→ **WHAT THIS EXERCISE ASKS**
1 – In the marketing measurement text, take the passage that begins at the words "- Campaign Example #3: Programmatic" and stops after "provide more insight.)", and write it out again with "traditional media" replaced by "legacy media" wherever it occurs.
2 – For each statement below, decide whether it agrees with the marketing measurement text. Answer yes or no, and quote the deciding words. (a) The second campaign example includes sales team follow-up. (b) Calculating ROI for each channel is described as difficult with digital channels. (c) OpGo specializes entirely in measuring marketing.

To trust your marketing, you need to measure it.
Business owners need to measure their marketing. We’ve all heard it, but many businesses don’t do it. Why? Because business owners almost always hire marketing contractors to implement their strategies. Unfortunately, not even all marketing contractors can afford to measure results completely. OpGo specializes entirely in measuring marketing—we invest in the metrics and analytic tools to give our clients custom insight into their investments. But, for those who want to do it themselves, we’ve compiled our most important metrics here.
Plan a Detailed Marketing Budget
Review the margins on your products and services. Most companies have multiple, so you’ll likely have several corresponding campaigns. Efficient marketing tailors each campaign to its persona with laser focus. Share the uvp on the product in your campaign. Sure, it might sound easier to spend all the budget on one mega-campaign, but customers rarely offer more than a glance at an ad. If they don’t find something relevant, they’ll move on. If you are banking on ROI, spend the extra effort and cost it takes to build a laser-focused campaign.
Analyze Customer Lifetime Value
Analyze your customer list and segment it by purchase behavior. How many customers buy one time and how many buy multiple times? And how long do they stick around? Hindsight is 20/20 so use it to set goals for the future.
Product Margins and Cost Per Campaign
Your marketing team will have more than one idea to market each of your products and services. The concepts they share will require different marketing mediums and costs. Decide what you can afford at this time based on the sales or lead goal for the campaign.
Here are a few examples of mediums that could be included in each campaign:
- Campaign Example #1: Video, landing page, and retargeting.
- Campaign Example #2: Direct mail, landing page, sales team follow-up.
- Campaign Example #3: Programmatic banner ads to a look-alike audience, shopping site, emails to cart abandoners.
Marketing Mix & Channel Specific ROI
- Marketing Mix ROI – Calculate the overall ROI for the year on the marketing mix.
- Channel Specific ROI – Calculate the ROI for each channel. This is easy to do with digital channels. If you are using traditional media like broadcast and print, at least calculate the cost-per-thousand (CPM) and compare it to the digital channels used in the campaign. Typically, the traditional media channels are used to generate awareness and add lift to the campaign. (Testing campaigns with and without these lift channels can provide more insight.)

→ **DATA EXCERPT**

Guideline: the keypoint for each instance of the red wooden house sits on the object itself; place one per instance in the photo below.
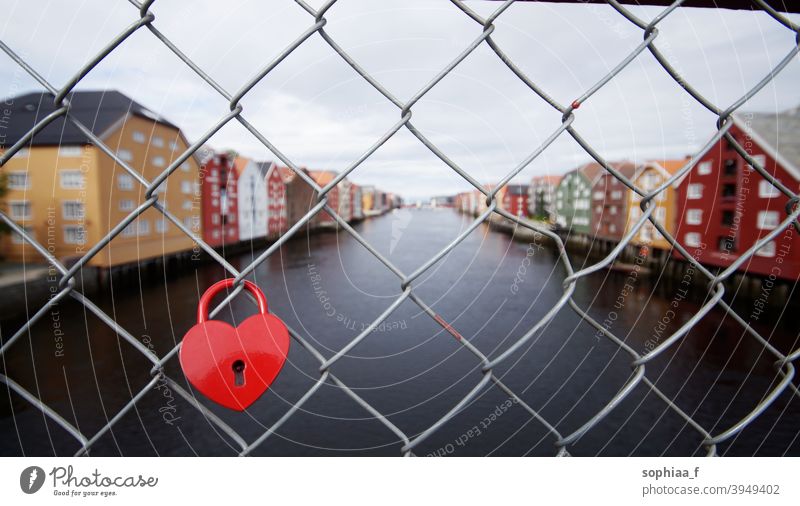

→ **TASK RESULTS**
1 –
- Campaign Example #3: Programmatic banner ads to a look-alike audience, shopping site, emails to cart abandoners.
Marketing Mix & Channel Specific ROI
- Marketing Mix ROI – Calculate the overall ROI for the year on the marketing mix.
- Channel Specific ROI – Calculate the ROI for each channel. This is easy to do with digital channels. If you are using legacy media like broadcast and print, at least calculate the cost-per-thousand (CPM) and compare it to the digital channels used in the campaign. Typically, the legacy media channels are used to generate awareness and add lift to the campaign. (Testing campaigns with and without these lift channels can provide more insight.)

2 –
(a) Yes: "Direct mail, landing page, sales team follow-up."
(b) No: "This is easy to do with digital channels."
(c) Yes: "OpGo specializes entirely in measuring marketing"